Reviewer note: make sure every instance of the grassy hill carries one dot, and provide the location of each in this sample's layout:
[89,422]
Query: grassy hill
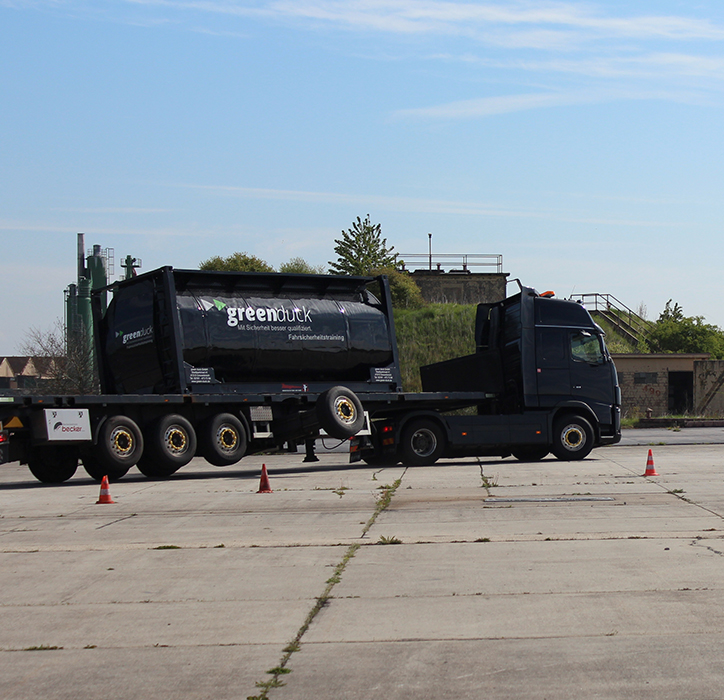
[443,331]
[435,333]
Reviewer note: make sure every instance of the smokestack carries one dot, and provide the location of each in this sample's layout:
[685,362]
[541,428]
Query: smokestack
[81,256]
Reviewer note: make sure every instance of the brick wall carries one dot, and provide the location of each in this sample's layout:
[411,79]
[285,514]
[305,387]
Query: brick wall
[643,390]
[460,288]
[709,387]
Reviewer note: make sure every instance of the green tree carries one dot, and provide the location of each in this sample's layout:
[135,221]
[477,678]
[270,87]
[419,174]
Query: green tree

++++++++++++++++++++

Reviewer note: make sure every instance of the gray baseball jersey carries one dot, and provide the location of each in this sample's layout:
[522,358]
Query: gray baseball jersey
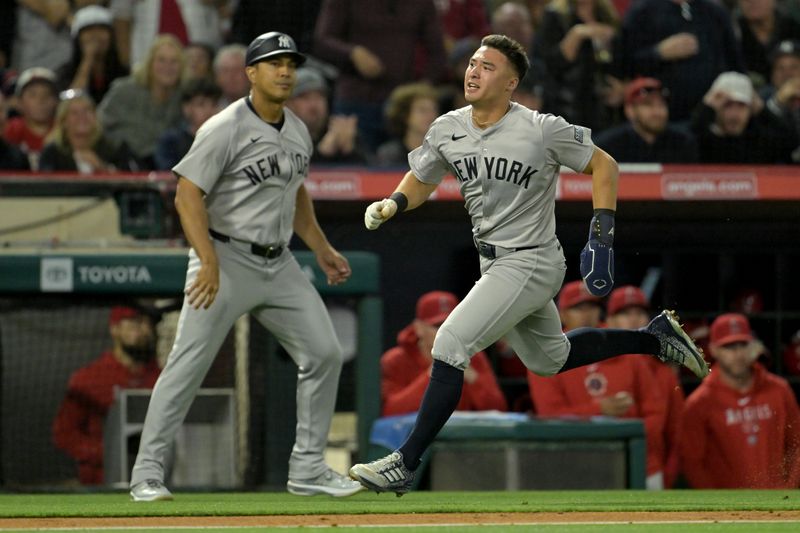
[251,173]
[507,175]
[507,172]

++++++++++++++++++++

## TO DO
Search the records above for "Reviewer" and copy every line that has it.

## EXPECTED ANSWER
Reviewer note: make sure every instance of the grassy hill carries one dot, and provide the location of each in this sample's layout:
Reviewer note: make sure every instance of the smokestack carries one dot, and provide the location of each in this sample's layout:
Reviewer note: make sure every instance of the brick wall carries one dot, and provide the location of each in this sample's layout:
Reviewer note: make sure every instance of the green tree carries one dot, and provide the location of each in this sample's layout:
Reviewer note: make sure every instance of the gray baseball jersey carries one dot, and provide the location of each in this sample's layout:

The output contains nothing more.